→ **PROBLEM TO WORK ON**: Pick every line from the data that holds the word "positive".
── EXTRACTED INFORMATION
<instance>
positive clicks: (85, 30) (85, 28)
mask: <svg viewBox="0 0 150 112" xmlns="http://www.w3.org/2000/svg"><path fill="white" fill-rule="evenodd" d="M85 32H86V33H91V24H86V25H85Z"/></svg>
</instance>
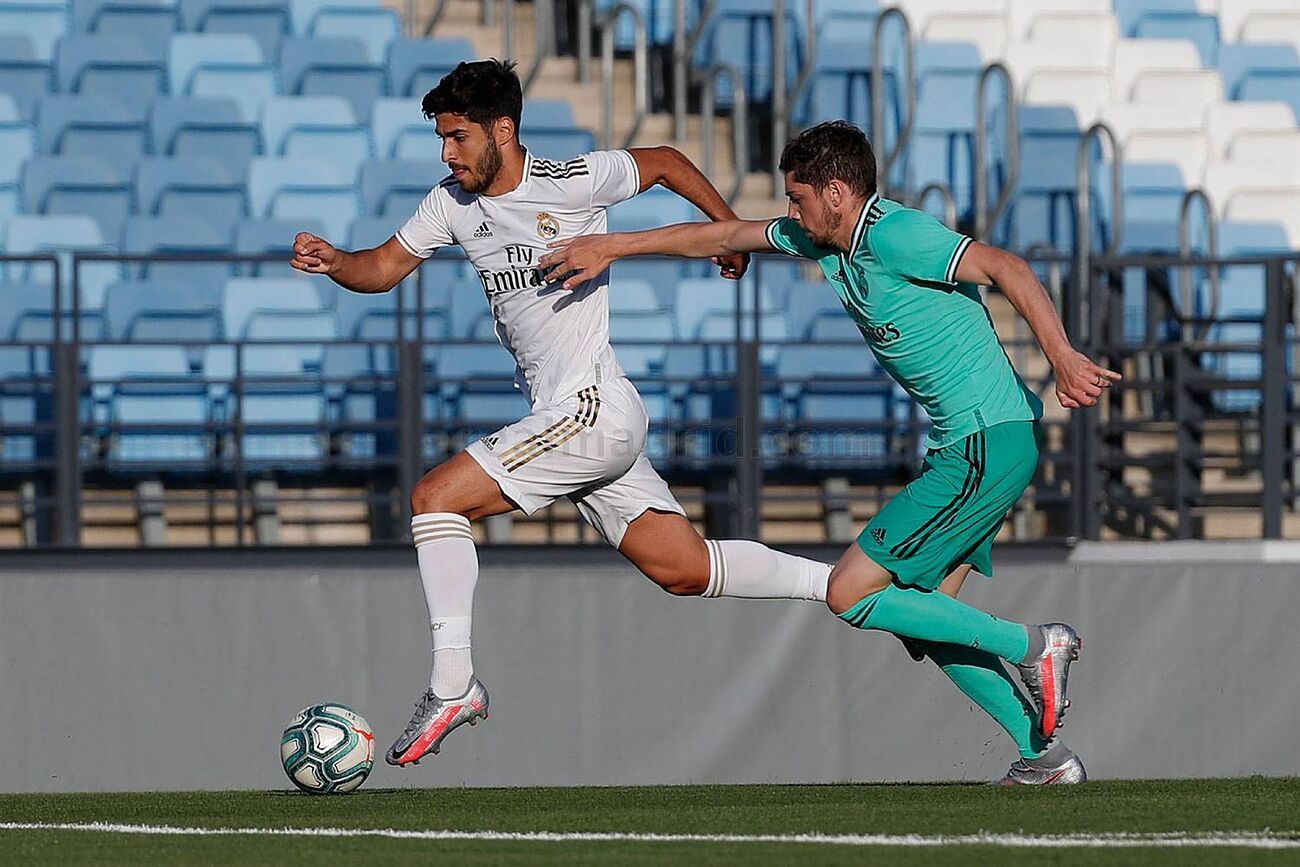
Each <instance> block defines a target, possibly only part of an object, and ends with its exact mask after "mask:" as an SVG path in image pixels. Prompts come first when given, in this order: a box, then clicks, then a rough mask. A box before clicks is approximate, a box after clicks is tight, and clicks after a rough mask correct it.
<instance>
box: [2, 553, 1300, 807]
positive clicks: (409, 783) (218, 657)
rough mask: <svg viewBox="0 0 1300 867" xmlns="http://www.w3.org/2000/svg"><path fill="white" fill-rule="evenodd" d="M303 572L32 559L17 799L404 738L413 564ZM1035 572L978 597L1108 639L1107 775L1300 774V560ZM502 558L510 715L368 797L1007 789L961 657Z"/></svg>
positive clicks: (1083, 703) (739, 605) (270, 765)
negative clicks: (295, 719) (959, 684)
mask: <svg viewBox="0 0 1300 867" xmlns="http://www.w3.org/2000/svg"><path fill="white" fill-rule="evenodd" d="M296 559H298V560H300V562H302V563H303V565H296V567H295V565H294V562H295V555H294V554H292V552H281V554H279V555H278V556H276V558H260V556H255V555H247V556H242V559H238V560H229V562H224V563H221V564H217V565H213V564H204V562H203V559H201V558H198V556H190V558H187V556H175V555H172V556H170V558H165V559H164V558H160V559H159V560H157V562H151V560H149V559H148V558H146V556H144V555H138V556H135V558H134V559H130V558H126V555H123V556H122V558H120V559H110V560H109V562H104V563H96V560H95V558H86V556H83V558H77V556H72V558H65V559H64V560H62V563H60V564H57V565H56V564H51V563H48V562H47V563H38V562H35V560H14V559H12V558H10V559H9V560H8V562H6V563H5V564H4V565H5V567H8V571H4V572H0V789H3V790H14V792H18V790H87V789H90V790H96V789H222V788H281V786H285V785H287V781H286V780H285V777H283V775H282V772H281V770H279V767H278V760H277V759H278V757H277V747H278V738H279V731H281V728H282V725H283V724H285V723H286V721H287V720H289V719H290V718H291V716H292V714H294V712H295V711H296V710H299V708H300V707H303V706H305V705H311V703H315V702H322V701H337V702H344V703H348V705H351V706H354V707H356V708H357V710H359V711H360V712H361V714H364V715H365V716H367V718H368V719H369V720H370V723H372V724H373V725H374V728H376V732H377V737H378V741H380V745H378V746H380V747H381V750H382V749H386V746H387V744H389V742H390V741H391V738H393V736H394V734H395V733H396V732H398V731H399V728H400V727H402V725H403V724H404V723H406V720H407V718H408V714H409V711H411V703H412V702H413V701H415V699H416V697H417V695H419V693H420V692H421V689H422V686H424V684H425V682H426V676H428V664H429V645H428V625H426V619H425V612H424V602H422V595H421V593H420V588H419V582H417V578H416V573H415V569H413V555H412V554H411V552H409V551H394V552H377V554H373V555H369V556H367V555H359V554H354V555H348V556H333V558H331V556H321V555H320V554H318V552H317V554H315V555H313V556H311V558H308V555H305V554H304V555H302V556H299V558H296ZM1006 559H1008V558H1004V560H1006ZM1010 559H1011V560H1013V562H1010V563H1008V564H1006V565H1004V567H1000V575H998V577H997V578H996V580H995V581H984V580H980V578H978V576H976V577H972V578H971V581H970V582H969V585H967V594H966V597H965V598H967V599H969V601H970V602H971V603H974V604H978V606H982V607H985V608H988V610H989V611H993V612H997V614H1001V615H1004V616H1009V617H1015V619H1024V620H1049V619H1061V620H1069V621H1071V623H1074V624H1075V625H1076V627H1078V628H1079V630H1080V633H1082V634H1083V636H1084V653H1083V656H1082V659H1080V662H1079V664H1078V666H1076V667H1075V669H1074V679H1073V680H1071V695H1073V698H1074V705H1075V706H1074V708H1073V710H1071V712H1070V716H1069V718H1067V723H1069V725H1067V728H1066V729H1065V734H1066V737H1067V740H1069V741H1070V744H1071V745H1074V746H1075V749H1078V750H1079V751H1080V754H1082V755H1083V758H1084V760H1086V763H1087V764H1088V768H1089V771H1091V772H1092V775H1093V776H1095V777H1152V776H1221V775H1247V773H1270V775H1278V773H1300V751H1297V750H1295V749H1294V747H1295V741H1294V740H1292V737H1294V734H1292V733H1294V727H1295V724H1296V720H1297V719H1300V689H1297V684H1296V680H1297V673H1296V672H1300V666H1297V663H1300V649H1297V640H1296V636H1297V634H1300V633H1297V632H1296V629H1297V625H1300V581H1297V580H1296V567H1295V565H1291V564H1277V563H1269V564H1251V563H1244V562H1243V563H1213V564H1204V563H1203V564H1197V563H1196V562H1195V558H1188V559H1187V562H1183V563H1158V562H1148V563H1141V562H1138V560H1131V562H1127V563H1097V564H1089V565H1079V564H1071V563H1069V562H1065V560H1063V559H1062V556H1061V555H1060V552H1057V554H1056V555H1050V556H1045V558H1036V556H1018V558H1010ZM529 560H532V562H534V563H537V564H536V565H534V564H528V562H529ZM78 563H79V564H83V568H78V567H77V564H78ZM485 563H486V564H485V569H484V576H482V580H481V582H480V586H478V597H477V603H476V608H477V610H476V617H477V620H476V629H474V638H476V651H474V654H476V664H477V668H478V672H480V675H481V677H482V679H484V682H485V684H486V685H487V688H489V690H490V692H491V701H493V706H491V712H493V714H491V719H490V720H489V721H487V723H486V724H485V725H480V727H478V728H476V729H472V731H471V729H464V731H461V732H458V733H456V734H454V736H452V737H451V738H450V740H448V741H447V745H446V749H445V751H443V755H441V757H438V758H430V759H429V760H425V762H424V763H421V764H420V767H417V768H411V770H406V771H398V770H394V768H389V767H387V766H383V764H382V763H381V764H378V766H377V767H376V772H374V775H373V776H372V780H370V781H369V783H368V785H380V786H391V785H419V786H437V785H567V784H654V783H672V784H676V783H757V781H767V783H794V781H840V780H952V779H959V780H983V779H988V777H993V776H997V775H1000V773H1001V772H1002V771H1004V770H1005V768H1006V766H1008V763H1010V762H1011V760H1013V758H1014V749H1013V747H1011V744H1010V740H1009V738H1006V736H1005V734H1002V732H1001V731H1000V729H998V728H996V725H995V724H993V723H992V721H989V720H988V719H987V718H984V716H983V715H982V714H980V712H978V711H975V710H974V708H972V707H971V705H970V703H969V702H967V701H966V699H965V697H962V695H961V694H959V693H958V692H957V690H956V689H954V688H953V686H952V685H950V684H949V682H948V681H946V679H945V677H944V676H943V675H941V673H940V672H939V671H937V669H936V668H935V667H933V666H931V664H928V663H926V664H915V663H913V662H910V659H909V658H907V655H906V654H905V651H904V650H902V647H901V646H900V645H898V643H897V642H896V640H894V638H892V637H888V636H881V634H878V633H862V632H858V630H854V629H850V628H848V627H845V625H844V624H841V623H839V621H837V620H835V619H832V617H831V616H829V615H828V612H827V611H826V610H824V608H822V607H820V606H816V604H811V603H793V602H790V603H781V602H741V601H698V599H675V598H671V597H667V595H664V594H663V593H660V591H659V590H656V589H654V588H653V586H651V585H650V584H649V582H646V581H645V580H643V578H641V577H640V576H637V575H636V573H634V572H633V571H632V569H630V568H628V567H627V565H624V564H623V563H621V560H619V559H617V558H616V556H614V555H612V554H610V552H599V554H597V555H582V556H580V558H576V559H575V558H572V556H569V555H567V554H564V552H563V551H556V552H551V551H549V550H538V551H533V552H528V554H525V555H516V556H512V558H504V559H494V556H493V555H491V554H490V552H487V554H485Z"/></svg>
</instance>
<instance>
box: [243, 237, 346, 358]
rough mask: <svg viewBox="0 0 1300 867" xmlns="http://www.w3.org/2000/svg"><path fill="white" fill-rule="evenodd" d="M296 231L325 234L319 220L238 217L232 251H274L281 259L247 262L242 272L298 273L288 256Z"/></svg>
mask: <svg viewBox="0 0 1300 867" xmlns="http://www.w3.org/2000/svg"><path fill="white" fill-rule="evenodd" d="M299 231H309V233H312V234H313V235H316V237H324V235H326V234H328V233H326V230H325V225H324V224H322V222H321V221H320V220H311V218H300V220H264V218H253V220H240V221H239V222H238V224H237V225H235V230H234V252H235V253H238V255H242V256H260V255H265V253H277V255H279V256H281V257H282V259H281V261H265V263H248V264H247V265H244V272H246V273H247V274H250V276H252V277H277V278H283V277H298V276H299V273H300V272H296V270H294V269H292V268H291V266H290V265H289V260H290V259H291V257H292V251H294V238H296V237H298V233H299ZM343 333H344V334H346V333H347V331H343Z"/></svg>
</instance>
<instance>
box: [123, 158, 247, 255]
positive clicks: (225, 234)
mask: <svg viewBox="0 0 1300 867" xmlns="http://www.w3.org/2000/svg"><path fill="white" fill-rule="evenodd" d="M135 205H136V209H138V211H139V213H142V214H151V216H159V217H194V218H196V220H201V221H203V222H205V224H208V225H209V226H212V227H213V229H214V230H216V233H217V234H218V235H220V237H221V238H222V239H226V238H230V233H231V229H233V226H234V225H235V222H238V221H239V220H242V218H243V217H244V216H246V214H247V212H248V204H247V198H246V196H244V190H243V183H240V182H239V181H237V179H235V177H234V175H233V174H231V173H230V169H227V168H226V165H225V164H224V162H220V161H217V160H214V159H209V157H196V156H188V157H147V159H144V160H140V164H139V166H138V168H136V172H135Z"/></svg>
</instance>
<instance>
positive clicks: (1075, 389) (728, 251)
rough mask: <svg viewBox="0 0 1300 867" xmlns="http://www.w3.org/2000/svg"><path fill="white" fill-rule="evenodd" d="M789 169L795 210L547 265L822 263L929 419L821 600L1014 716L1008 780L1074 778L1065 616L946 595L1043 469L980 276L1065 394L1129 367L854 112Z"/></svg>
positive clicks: (789, 157)
mask: <svg viewBox="0 0 1300 867" xmlns="http://www.w3.org/2000/svg"><path fill="white" fill-rule="evenodd" d="M781 170H783V172H784V173H785V194H787V196H788V199H789V216H788V217H784V218H779V220H772V221H740V220H736V221H731V222H725V221H724V222H714V224H684V225H677V226H667V227H664V229H655V230H651V231H641V233H621V234H608V235H586V237H582V238H573V239H568V240H558V242H556V243H555V244H552V247H555V252H552V253H550V255H549V256H547V257H543V259H542V261H541V265H542V266H543V268H547V269H550V274H551V277H552V278H554V279H564V286H565V287H569V286H576V285H578V283H580V282H581V281H582V279H588V278H589V277H591V276H594V274H599V273H601V272H603V270H604V269H606V268H608V266H610V264H611V263H614V261H615V260H617V259H623V257H628V256H640V255H656V253H658V255H673V256H686V257H699V259H705V257H718V256H728V255H733V253H741V252H772V251H777V252H783V253H787V255H790V256H800V257H803V259H811V260H814V261H816V263H818V264H819V265H820V268H822V270H823V272H824V273H826V276H827V278H828V279H829V282H831V285H832V286H833V287H835V291H836V292H837V294H839V295H840V300H841V302H842V303H844V308H845V311H846V312H848V313H849V316H852V317H853V320H854V322H855V324H857V325H858V328H859V329H861V330H862V334H863V337H865V338H866V341H867V344H868V346H870V347H871V351H872V352H874V354H875V356H876V359H878V360H879V361H880V364H881V367H883V368H884V369H885V370H888V372H889V374H891V376H892V377H893V378H894V380H897V381H898V382H900V383H901V385H902V386H904V389H906V391H907V393H909V394H910V395H911V396H913V399H915V400H917V402H918V403H919V404H920V406H922V407H924V409H926V411H927V413H928V415H930V419H931V422H932V426H931V429H930V435H928V438H927V442H926V446H927V455H926V460H924V464H923V467H922V472H920V474H919V476H918V477H917V478H915V480H913V481H911V482H910V484H909V485H907V486H906V487H905V489H904V490H902V491H901V493H900V494H898V495H897V497H894V498H893V499H892V500H891V502H889V503H888V504H885V507H884V508H883V510H881V511H880V512H879V513H878V515H876V516H875V517H874V519H872V520H871V523H870V524H868V525H867V526H866V529H865V530H863V532H862V534H861V536H859V537H858V541H857V545H853V546H850V547H849V550H848V551H846V552H845V554H844V556H842V558H841V559H840V562H839V563H837V564H836V565H835V569H833V571H832V573H831V580H829V588H828V594H827V604H828V606H829V608H831V611H832V612H833V614H836V615H837V616H839V617H840V619H841V620H844V621H845V623H848V624H850V625H853V627H857V628H859V629H880V630H884V632H889V633H893V634H894V636H897V637H898V638H901V640H902V641H904V645H905V646H906V647H907V650H909V651H910V653H911V654H913V656H914V658H917V659H918V660H920V659H923V658H924V656H930V658H931V659H932V660H933V662H935V664H937V666H939V667H940V668H941V669H943V671H944V673H945V675H948V677H950V679H952V680H953V682H954V684H957V686H958V688H959V689H961V690H962V692H963V693H966V695H969V697H970V698H971V699H972V701H974V702H975V703H978V705H979V706H980V707H982V708H984V711H987V712H988V714H989V715H991V716H992V718H993V719H995V720H996V721H997V723H998V724H1000V725H1002V728H1004V729H1006V732H1008V733H1009V734H1010V736H1011V737H1013V738H1014V740H1015V744H1017V746H1018V747H1019V753H1021V758H1019V760H1017V762H1015V763H1014V764H1013V766H1011V768H1010V771H1008V773H1006V776H1004V777H1002V780H1000V783H1002V784H1008V785H1017V784H1019V785H1053V784H1073V783H1082V781H1084V780H1086V779H1087V775H1086V772H1084V768H1083V763H1082V762H1080V760H1079V757H1078V755H1076V754H1075V753H1074V751H1073V750H1070V749H1069V747H1067V746H1066V745H1065V742H1063V741H1062V740H1061V738H1060V737H1057V736H1056V729H1057V728H1058V727H1060V724H1061V716H1062V715H1063V712H1065V710H1066V707H1069V702H1067V701H1066V680H1067V677H1069V667H1070V663H1071V662H1073V660H1074V659H1076V658H1078V654H1079V647H1080V646H1082V642H1080V641H1079V637H1078V634H1076V633H1075V630H1074V629H1071V628H1070V627H1069V625H1066V624H1060V623H1049V624H1044V625H1026V624H1019V623H1013V621H1008V620H1002V619H998V617H995V616H992V615H989V614H985V612H983V611H980V610H978V608H974V607H971V606H969V604H966V603H963V602H959V601H958V599H957V598H956V597H957V594H958V591H959V589H961V586H962V582H963V581H965V580H966V576H967V575H969V573H970V571H971V568H975V569H979V571H980V572H982V573H984V575H992V560H991V550H992V545H993V538H995V537H996V536H997V532H998V529H1000V528H1001V525H1002V520H1004V517H1005V516H1006V512H1008V511H1009V510H1010V508H1011V507H1013V506H1014V504H1015V502H1017V500H1018V499H1019V498H1021V495H1022V493H1023V491H1024V489H1026V486H1027V485H1028V484H1030V482H1031V481H1032V478H1034V474H1035V471H1036V468H1037V460H1039V442H1040V432H1039V421H1037V420H1039V419H1040V417H1041V415H1043V404H1041V402H1040V400H1039V399H1037V396H1036V395H1035V394H1034V393H1032V391H1031V390H1030V389H1028V387H1027V386H1026V385H1024V382H1023V381H1022V380H1021V377H1019V376H1018V374H1017V373H1015V369H1014V368H1013V367H1011V363H1010V360H1009V359H1008V356H1006V352H1005V351H1004V350H1002V346H1001V343H1000V342H998V338H997V333H996V331H995V329H993V324H992V318H991V317H989V313H988V309H987V308H985V307H984V303H983V300H982V296H980V292H979V286H995V285H996V286H998V287H1000V289H1001V291H1002V294H1004V295H1006V298H1008V299H1009V300H1010V302H1011V304H1013V305H1014V307H1015V309H1017V311H1019V313H1021V315H1022V316H1023V317H1024V318H1026V320H1027V321H1028V324H1030V326H1031V328H1032V330H1034V334H1035V337H1036V338H1037V341H1039V344H1040V346H1041V347H1043V351H1044V352H1045V354H1047V357H1048V360H1049V361H1050V364H1052V368H1053V372H1054V374H1056V382H1057V386H1056V393H1057V399H1058V400H1060V402H1061V406H1062V407H1066V408H1078V407H1091V406H1093V404H1095V403H1096V400H1097V398H1099V396H1100V395H1101V393H1102V390H1104V389H1106V387H1109V386H1110V383H1112V382H1114V381H1118V380H1119V378H1121V377H1119V374H1118V373H1115V372H1114V370H1108V369H1105V368H1102V367H1099V365H1097V364H1093V363H1092V361H1091V360H1089V359H1088V357H1087V356H1084V355H1083V354H1080V352H1078V351H1075V350H1074V347H1073V346H1071V344H1070V341H1069V339H1067V337H1066V334H1065V328H1063V326H1062V324H1061V320H1060V317H1058V316H1057V312H1056V308H1054V307H1053V304H1052V300H1050V298H1049V296H1048V294H1047V291H1045V290H1044V289H1043V285H1041V283H1040V282H1039V281H1037V278H1036V277H1035V276H1034V272H1032V270H1031V269H1030V266H1028V265H1027V264H1026V263H1024V260H1022V259H1019V257H1018V256H1014V255H1011V253H1008V252H1005V251H1002V250H997V248H995V247H989V246H987V244H982V243H976V242H972V240H971V239H970V238H967V237H965V235H961V234H958V233H956V231H952V230H949V229H948V227H945V226H944V225H943V224H940V222H939V221H937V220H935V218H933V217H931V216H930V214H927V213H924V212H920V211H913V209H909V208H905V207H904V205H901V204H898V203H897V201H889V200H887V199H881V198H880V196H879V194H878V192H876V164H875V156H874V153H872V151H871V146H870V143H868V142H867V138H866V135H865V134H863V133H862V131H861V130H859V129H857V127H855V126H853V125H852V123H846V122H842V121H836V122H831V123H822V125H819V126H814V127H811V129H809V130H806V131H805V133H802V134H801V135H800V136H797V138H796V139H794V140H792V142H790V143H789V144H788V146H787V147H785V151H784V153H783V155H781ZM1002 660H1006V662H1010V663H1011V664H1014V666H1015V667H1017V668H1018V671H1019V675H1021V679H1022V681H1023V682H1024V685H1026V686H1027V688H1028V690H1030V695H1031V698H1032V699H1034V703H1032V705H1031V703H1030V702H1027V701H1026V699H1024V697H1023V694H1022V693H1021V690H1019V689H1018V688H1017V685H1015V682H1014V680H1013V679H1011V677H1010V675H1009V673H1008V671H1006V667H1005V666H1004V663H1002Z"/></svg>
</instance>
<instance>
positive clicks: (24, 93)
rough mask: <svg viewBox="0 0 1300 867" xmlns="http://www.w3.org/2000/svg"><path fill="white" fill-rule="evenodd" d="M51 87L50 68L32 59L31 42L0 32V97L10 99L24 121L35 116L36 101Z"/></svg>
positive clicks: (36, 59) (42, 63)
mask: <svg viewBox="0 0 1300 867" xmlns="http://www.w3.org/2000/svg"><path fill="white" fill-rule="evenodd" d="M53 88H55V75H53V66H52V64H51V62H49V60H42V58H38V57H36V49H35V48H34V47H32V44H31V39H30V38H27V36H26V35H25V34H13V32H0V94H8V95H9V96H10V97H13V100H14V101H16V103H17V105H18V110H19V113H21V114H22V117H23V118H25V120H29V121H30V120H34V118H35V117H36V101H38V100H39V99H40V97H42V96H43V95H44V94H47V92H48V91H52V90H53Z"/></svg>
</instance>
────
→ **FINISHED TASK**:
positive clicks: (85, 30) (85, 28)
positive clicks: (409, 783) (218, 657)
positive clicks: (1083, 703) (739, 605) (270, 765)
positive clicks: (225, 234)
positive clicks: (1075, 389) (728, 251)
positive clicks: (789, 157)
positive clicks: (24, 93)
positive clicks: (36, 59) (42, 63)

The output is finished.